作業内容:
1 > SUBARUの安全技術についての抜粋から、「最終的にこれはすべて車側に搭」という語句で始まり「ないと判断できるのだという。」の直後で終わる部分を、一字一句違えずに引用してもらえますか。
2 > SUBARUのアイサイトとAIについての抜粋を、最後の文に続けて書き進めてもらえますか。

抜粋本文:
'''
ちょっと順序が異なるが、SUBARUの安全思想を示したのがこちら(Photo05)。
この中でアイサイトの関連技術は真ん中の予防安全に関わる部分である。同社によれば、過去の死亡事故の要因を分析し、このうち57%は予防安全の機能によって死亡を防げる、と判断している(Photo06)。SUBARUの目標は、2030年までに死亡事故ゼロを目指すというもので、そのために予防安全の機能をさらに高めたい、という訳だ。
このための技術の1つがAIである。現在同社が開発しているASURA Net一対のステレオカメラから得た画像を20以上のNNで共有し、各々が異なる目的で画像を分析、その結果を車体制御に反映するという仕組みである(Photo07)。
最終的にこれはすべて車側に搭載される前提なので、当然処理性能の制約がある。このため個々のNetworkの規模はそれほど大きくないらしいが、うまく役割を分担させて協調動作させることで、必要な判断が行えるようにしているという事だそうだ。
このAIを利用しての分析は、ステレオカメラと非常に相性が良いそうだ(Photo08)。例えば路上に歩行者が倒れている(Photo09)という状況で、AIだけだとそれが道全体の盛り上がりなのか、なにか異物があるのか判断できないが、ステレオカメラを併用する事で異物の大きさが判断できるので、そこで道全体の盛り上がりではないと判断できるのだという。
'''
検出アノテーション記録:
'''
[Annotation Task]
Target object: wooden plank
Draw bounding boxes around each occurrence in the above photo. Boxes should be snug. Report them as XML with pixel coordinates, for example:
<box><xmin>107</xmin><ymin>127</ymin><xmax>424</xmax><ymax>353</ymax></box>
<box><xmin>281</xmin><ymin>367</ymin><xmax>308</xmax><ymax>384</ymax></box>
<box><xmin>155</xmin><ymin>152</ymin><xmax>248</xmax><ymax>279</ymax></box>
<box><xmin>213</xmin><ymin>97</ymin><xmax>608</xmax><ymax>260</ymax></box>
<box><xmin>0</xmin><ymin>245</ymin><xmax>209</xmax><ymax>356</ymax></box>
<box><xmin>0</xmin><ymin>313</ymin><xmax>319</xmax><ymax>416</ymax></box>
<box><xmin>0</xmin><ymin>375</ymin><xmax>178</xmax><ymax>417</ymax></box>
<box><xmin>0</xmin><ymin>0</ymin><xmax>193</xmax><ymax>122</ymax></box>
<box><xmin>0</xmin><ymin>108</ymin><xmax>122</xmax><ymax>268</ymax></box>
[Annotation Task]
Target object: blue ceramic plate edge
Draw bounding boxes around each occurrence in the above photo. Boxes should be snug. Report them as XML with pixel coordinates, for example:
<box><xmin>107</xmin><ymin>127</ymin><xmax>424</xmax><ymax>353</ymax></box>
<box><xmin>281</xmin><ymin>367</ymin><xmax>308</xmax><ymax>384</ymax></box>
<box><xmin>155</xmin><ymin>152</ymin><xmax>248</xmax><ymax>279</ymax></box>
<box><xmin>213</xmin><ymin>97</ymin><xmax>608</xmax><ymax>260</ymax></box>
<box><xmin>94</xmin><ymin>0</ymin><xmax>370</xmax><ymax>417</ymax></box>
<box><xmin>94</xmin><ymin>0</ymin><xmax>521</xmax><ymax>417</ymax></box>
'''
想定解答:
1 >
最終的にこれはすべて車側に搭載される前提なので、当然処理性能の制約がある。このため個々のNetworkの規模はそれほど大きくないらしいが、うまく役割を分担させて協調動作させることで、必要な判断が行えるようにしているという事だそうだ。
このAIを利用しての分析は、ステレオカメラと非常に相性が良いそうだ(Photo08)。例えば路上に歩行者が倒れている(Photo09)という状況で、AIだけだとそれが道全体の盛り上がりなのか、なにか異物があるのか判断できないが、ステレオカメラを併用する事で異物の大きさが判断できるので、そこで道全体の盛り上がりではないと判断できるのだという。

2 >
また自動運転は現状だと自動車専用道に限られるという(Photo10)。
理由はセンターラインなどを利用してルートの確定を行っているからで、一般道の様にセンターラインが消えてたり、そもそも無かったりといったところでは、そもそもセンターラインとかサイドラインとかが利用できない。ただ人間はそういう道でも問題なく運転ができる訳で、これと同等の事を出来るようにするためにはまだ研究が必要とされる。実際一般道では、様々なシチュエーションが存在しており、これをどうやって認識するか? という問題が出てくる。これに対するSUBARU Labの解は、実際にエンジニアがそうした状況の悪い道路に自分で車を運転してデータを取りに行き、そこで得たAIの推定データに対して正解を教え込むことでモデルを修正する、という教師付き学習を行っているのだそうだ。その結果として、例えば雪道での自動走行を行うといった事も可能になっている(Photo12)。これはレーダーやLiDAR、地図情報などを一切使わずに、AIステレオカメラのみで実現しているとする。
さてここからが今回の発表のメインである。AMDのVersal AI Edge Gen2の詳細は以前こちらで説明した通りであるが、これをアイサイトの様なステレオカメラベースに利用する場合の一般的なイメージがこちら(Photo13)になる。
これに対してSUBARUでは、このVersal AI Edge Gen2をベースとしたカスタマイズ製品を利用する事が今回発表された(Photo14)。
カスタマイズの中で「SUBARU向け最適化回路」に関しては、少なくともステレオカメラ周りの回路を追加する予定だとしている。もっともこのSUBARU向けのカスタム版Versal AI Edge Gen2はまだ仕様を固めて設計を始めている段階(Photo15)であって、現時点ではまだ存在しない。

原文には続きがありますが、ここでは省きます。